- [About this exercise]:
Reproduce the lines of the material from its start through the line containing "208V216L149 219H158L154 209L160", inclusive, without any pictures.

[Source data]

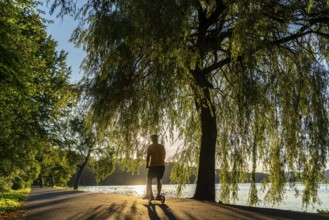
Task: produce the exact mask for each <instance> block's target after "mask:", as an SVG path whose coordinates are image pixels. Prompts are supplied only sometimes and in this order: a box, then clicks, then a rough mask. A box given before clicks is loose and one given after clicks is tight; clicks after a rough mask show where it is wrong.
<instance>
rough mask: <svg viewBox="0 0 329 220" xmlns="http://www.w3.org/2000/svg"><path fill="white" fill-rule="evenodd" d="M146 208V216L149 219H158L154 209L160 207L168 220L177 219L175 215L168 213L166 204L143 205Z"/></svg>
mask: <svg viewBox="0 0 329 220" xmlns="http://www.w3.org/2000/svg"><path fill="white" fill-rule="evenodd" d="M144 206H145V207H146V208H147V211H148V214H149V217H150V219H154V220H158V219H160V217H159V215H158V213H157V211H156V207H157V206H158V207H160V208H161V209H162V210H163V212H164V213H165V215H166V216H167V218H168V219H170V220H176V219H177V218H176V217H175V215H174V214H173V213H172V212H171V211H170V208H169V206H167V205H166V204H153V203H151V204H148V205H144Z"/></svg>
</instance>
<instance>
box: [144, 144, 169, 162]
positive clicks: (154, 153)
mask: <svg viewBox="0 0 329 220" xmlns="http://www.w3.org/2000/svg"><path fill="white" fill-rule="evenodd" d="M147 155H150V156H151V162H150V166H151V167H155V166H164V165H165V162H164V160H165V157H166V150H165V148H164V146H163V145H161V144H151V145H149V146H148V148H147Z"/></svg>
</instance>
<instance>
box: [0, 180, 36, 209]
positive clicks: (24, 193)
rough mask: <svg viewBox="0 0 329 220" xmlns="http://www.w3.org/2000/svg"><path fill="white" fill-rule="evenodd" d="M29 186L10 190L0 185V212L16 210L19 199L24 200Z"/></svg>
mask: <svg viewBox="0 0 329 220" xmlns="http://www.w3.org/2000/svg"><path fill="white" fill-rule="evenodd" d="M30 190H31V189H30V188H28V189H21V190H10V189H5V188H3V187H1V186H0V214H4V213H6V212H8V211H13V210H16V209H17V208H18V207H19V206H20V204H21V201H24V200H25V199H26V197H27V196H28V194H29V192H30Z"/></svg>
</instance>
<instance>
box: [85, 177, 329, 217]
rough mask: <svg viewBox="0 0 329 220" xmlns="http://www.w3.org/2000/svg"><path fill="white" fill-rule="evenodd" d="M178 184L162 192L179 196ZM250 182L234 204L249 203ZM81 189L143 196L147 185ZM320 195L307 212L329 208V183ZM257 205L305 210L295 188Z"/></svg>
mask: <svg viewBox="0 0 329 220" xmlns="http://www.w3.org/2000/svg"><path fill="white" fill-rule="evenodd" d="M195 186H196V185H195V184H188V185H186V187H185V188H184V189H183V191H182V194H181V195H180V196H179V197H180V198H190V197H192V196H193V194H194V191H195ZM177 187H178V186H177V185H169V184H168V185H166V184H164V185H163V186H162V192H164V193H165V195H166V197H167V198H169V197H177V196H176V189H177ZM260 187H261V185H260V184H259V185H257V189H258V191H259V192H260ZM249 188H250V184H248V183H245V184H239V189H240V190H239V196H238V197H239V200H238V201H236V202H235V203H234V204H236V205H247V201H248V194H249ZM297 188H298V189H299V190H302V189H303V185H297ZM79 189H80V190H83V191H89V192H102V193H115V194H124V195H134V196H138V197H142V196H144V194H145V185H131V186H80V187H79ZM219 190H220V184H216V198H217V197H218V196H217V195H218V194H219ZM153 192H156V186H155V185H153ZM318 195H319V198H320V201H321V204H315V205H314V207H312V206H310V207H308V209H307V212H317V209H319V210H329V184H321V185H320V188H319V190H318ZM262 196H263V194H261V193H259V198H260V199H262ZM257 207H266V208H276V209H286V210H294V211H303V210H302V199H301V197H297V198H296V197H295V195H294V191H293V190H289V189H288V190H287V193H286V195H285V200H284V201H283V202H282V203H281V204H279V205H275V206H272V204H267V203H264V202H263V201H261V202H259V204H258V205H257Z"/></svg>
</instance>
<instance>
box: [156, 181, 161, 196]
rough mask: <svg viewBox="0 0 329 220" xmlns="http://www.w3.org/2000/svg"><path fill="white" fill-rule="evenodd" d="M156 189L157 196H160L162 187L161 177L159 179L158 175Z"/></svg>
mask: <svg viewBox="0 0 329 220" xmlns="http://www.w3.org/2000/svg"><path fill="white" fill-rule="evenodd" d="M157 189H158V196H157V197H160V194H161V189H162V179H160V178H159V177H157Z"/></svg>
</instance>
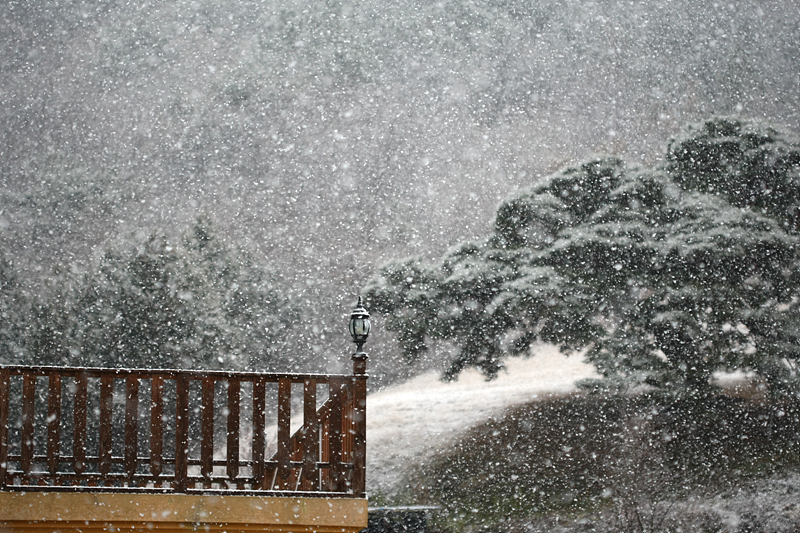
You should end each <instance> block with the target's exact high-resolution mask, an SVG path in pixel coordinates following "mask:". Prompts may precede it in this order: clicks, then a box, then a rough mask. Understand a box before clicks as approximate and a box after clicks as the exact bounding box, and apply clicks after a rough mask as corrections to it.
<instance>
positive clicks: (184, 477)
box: [175, 374, 189, 492]
mask: <svg viewBox="0 0 800 533" xmlns="http://www.w3.org/2000/svg"><path fill="white" fill-rule="evenodd" d="M177 379H178V384H177V387H176V388H177V391H176V394H175V396H176V397H175V490H177V491H178V492H186V489H187V488H188V482H189V480H188V476H189V472H188V470H189V377H188V376H186V375H185V374H178V378H177Z"/></svg>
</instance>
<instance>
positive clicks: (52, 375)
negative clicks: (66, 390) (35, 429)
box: [47, 372, 61, 476]
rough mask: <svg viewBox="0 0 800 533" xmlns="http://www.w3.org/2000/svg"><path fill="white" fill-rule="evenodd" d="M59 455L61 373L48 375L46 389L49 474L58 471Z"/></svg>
mask: <svg viewBox="0 0 800 533" xmlns="http://www.w3.org/2000/svg"><path fill="white" fill-rule="evenodd" d="M60 455H61V374H58V373H55V372H53V373H52V374H50V376H49V383H48V390H47V470H48V472H50V475H51V476H55V475H56V473H57V472H58V462H59V457H60Z"/></svg>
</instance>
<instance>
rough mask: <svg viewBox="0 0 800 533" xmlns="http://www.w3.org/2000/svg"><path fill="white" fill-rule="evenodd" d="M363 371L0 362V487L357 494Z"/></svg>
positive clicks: (362, 465) (241, 492) (340, 495)
mask: <svg viewBox="0 0 800 533" xmlns="http://www.w3.org/2000/svg"><path fill="white" fill-rule="evenodd" d="M365 369H366V363H365V361H364V360H361V359H358V358H356V357H354V373H353V374H352V375H323V374H275V373H251V372H221V371H188V370H186V371H184V370H129V369H98V368H73V367H44V366H40V367H31V366H0V490H3V491H11V490H23V491H31V490H47V491H54V490H55V491H100V492H128V491H130V492H178V493H214V492H225V493H250V492H257V493H263V492H262V491H271V492H272V493H280V494H284V493H286V494H289V493H297V494H299V495H304V496H309V495H312V494H313V495H332V496H351V497H363V496H364V486H365V483H364V465H365V455H366V454H365V450H366V442H365V441H366V412H365V410H366V378H367V377H366V374H365ZM301 388H302V394H300V393H299V390H300V389H301ZM293 392H294V393H295V394H294V396H293ZM243 398H246V399H248V400H249V401H243ZM300 398H302V400H301V401H300ZM322 399H324V401H321V400H322ZM293 400H294V401H293ZM293 411H295V413H293ZM300 413H302V426H301V427H300V429H299V430H298V431H297V432H295V434H294V435H292V434H291V429H290V428H291V426H292V418H293V415H294V416H295V418H297V417H299V416H301V415H300ZM269 418H272V419H273V420H275V421H276V422H277V426H276V428H277V429H276V435H275V436H274V438H275V439H276V444H275V448H274V449H276V450H277V451H276V452H275V453H274V455H273V456H272V457H271V458H269V459H267V453H266V450H267V427H268V424H267V421H268V419H269ZM269 426H272V424H269Z"/></svg>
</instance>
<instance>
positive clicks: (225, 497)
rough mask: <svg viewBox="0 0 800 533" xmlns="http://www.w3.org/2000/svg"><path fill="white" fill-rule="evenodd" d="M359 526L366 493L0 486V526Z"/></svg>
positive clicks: (352, 530)
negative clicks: (152, 492)
mask: <svg viewBox="0 0 800 533" xmlns="http://www.w3.org/2000/svg"><path fill="white" fill-rule="evenodd" d="M365 527H367V500H365V499H353V498H269V497H263V496H209V495H202V496H195V495H186V494H110V493H58V492H27V493H24V492H1V493H0V533H44V532H48V533H52V532H56V531H58V532H61V533H79V532H83V533H92V532H96V531H100V530H103V531H110V532H114V531H116V530H122V531H142V532H150V531H158V532H159V533H170V532H176V533H177V532H182V533H186V532H187V531H189V530H196V531H204V532H209V533H222V532H225V533H245V532H248V533H249V532H255V531H261V532H267V533H269V532H275V533H284V532H286V533H289V532H294V533H312V532H318V533H357V532H358V531H359V530H361V529H363V528H365Z"/></svg>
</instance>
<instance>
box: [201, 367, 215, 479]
mask: <svg viewBox="0 0 800 533" xmlns="http://www.w3.org/2000/svg"><path fill="white" fill-rule="evenodd" d="M214 383H215V382H214V380H213V379H211V378H204V379H203V396H202V400H201V402H200V411H201V413H202V414H201V418H200V420H201V422H200V475H201V476H203V478H205V480H206V481H205V483H206V485H207V486H206V488H210V487H211V485H210V482H211V476H212V475H213V474H214Z"/></svg>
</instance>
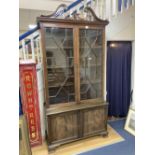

- [Exercise response]:
Task: produce the exact mask for each <instance> block's target after "mask:", as an SVG path whose coordinates are image pixels. Prompts are supplied only sometimes and in this order: a box, then clicks, then a rough mask. A box given before clicks is loose and one given after clicks is tight; clicks after a rough mask show where it is wrong.
<instance>
rough mask: <svg viewBox="0 0 329 220" xmlns="http://www.w3.org/2000/svg"><path fill="white" fill-rule="evenodd" d="M146 208V216L149 219H158L154 209L160 207L168 220L177 219L175 215L168 213L166 204L143 205Z"/></svg>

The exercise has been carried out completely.